### Document text
--------------------------------
Text preprocessing for NLP and Machine Learning using R

In this post I share some resources for those who want to learn the essential tasks to process text for analysis in R.

To implement some common text mining techniques I used the tm package (Feinerer and Horik, 2018).

install.packages("tm") # if not already installed
   library(tm)
#put the data into a corpus for text processing
   text_corpus <- (VectorSource(data))
   text_corpus <- Corpus(text_corpus)
   summary(text_corpus)
#to see the text and examine the corpus
   text_corpus[[5]]$content
   for (i in 1:5) print (text_corpus[[i]]$content)

What is preprocessing?

Text data contains characters, like punctuations, stop words etc, that does not give information and increase the complexity of the analysis. So, in order to simplify our data, we remove all this noise to obtain a clean and analyzable dataset.

“Preprocess means to bring your text into a form that is predictable and analyzable for your task. But text preprocessing is not directly transferable from task to task.”

“Preprocessing method plays a very important role in text mining techniques and applications. It is the first step in the text mining process.” (Vijayarani et al., 2015)

For example, English stop words like “of”, “an”, etc, do not give much information about context or sentiment or relationships between entities. The goal is to isolate the important words of the text.

text mining1.png
Text Mining Pre-Processing Techniques (Vijayarani et al., 2014)

Types of text preprocessing techniques

“Tokenization is the process of breaking a stream of text into words, phrases, symbols, or other meaningful elements called tokens. The aim of the tokenization is the exploration of the words in a sentence. The list of tokens becomes input for further processing such as parsing or text mining.” (Gurusamy and Kannan, 2014)

##Tokenization: Split a text into single word terms called "unigrams" 
text_corpus_clean<-Boost_tokenizer(text_corpus)
text_corpus_clean[[5]]$content

Normalization is a process that includes:

  • converting all letters to lower or upper case
  • removing punctuations,  numbers and white spaces
  • removing stop words, sparce terms and particular words
Example in R: by using tm package
#Normalization: lowercase the words and remove punctuation and numbers
text_corpus_clean<-tm_map(text_corpus , content_transformer(tolower))
text_corpus_clean <- tm_map(text_corpus_clean, removePunctuation)
text_corpus_clean <- tm_map(text_corpus_clean, removeNumbers)
text_corpus_clean <- tm_map(text_corpus_clean, stripWhitespace)

##Remove stopwords and custom stopwords
text_corpus_clean <- c(stopwords('english'), "a", "b") 
##Remove more stop words
myStopwords <- setdiff(myStopwords, c("d", "e")) 
text_corpus_clean <- tm_map(myCorpus, removeWords, myStopwords)

Stemming is the process of reducing inflection in words (e.g. troubled, troubles) to their root form (e.g. trouble). The “root” in this case may not be a real root word, but just a canonical form of the original word.

For example, the words: “presentation”, “presented”, “presenting” could all be reduced to a common representation “present”.
--------------------------------
### Extracted material
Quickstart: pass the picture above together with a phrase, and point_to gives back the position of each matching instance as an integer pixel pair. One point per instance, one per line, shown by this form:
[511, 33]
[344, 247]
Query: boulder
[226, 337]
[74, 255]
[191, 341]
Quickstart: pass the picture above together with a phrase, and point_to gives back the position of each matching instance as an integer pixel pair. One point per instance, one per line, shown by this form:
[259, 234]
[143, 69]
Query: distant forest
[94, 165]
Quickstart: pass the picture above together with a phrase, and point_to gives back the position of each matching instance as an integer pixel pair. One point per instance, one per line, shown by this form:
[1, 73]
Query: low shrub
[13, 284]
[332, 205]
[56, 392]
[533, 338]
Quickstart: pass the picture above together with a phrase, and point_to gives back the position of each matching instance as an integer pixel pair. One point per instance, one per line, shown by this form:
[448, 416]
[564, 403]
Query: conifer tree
--------------------------------
### Instructions to follow
Write out the part of the post on text preprocessing in R that opens with the words containing "text mining1.png" and closes with "and Kannan, 2014)", replacing "tokens" with "units" throughout. The records come from a separate source, not from the post on text preprocessing in R.

### Solution to this problem
text mining1.png
Text Mining Pre-Processing Techniques (Vijayarani et al., 2014)

Types of text preprocessing techniques

“Tokenization is the process of breaking a stream of text into words, phrases, symbols, or other meaningful elements called units. The aim of the tokenization is the exploration of the words in a sentence. The list of units becomes input for further processing such as parsing or text mining.” (Gurusamy and Kannan, 2014)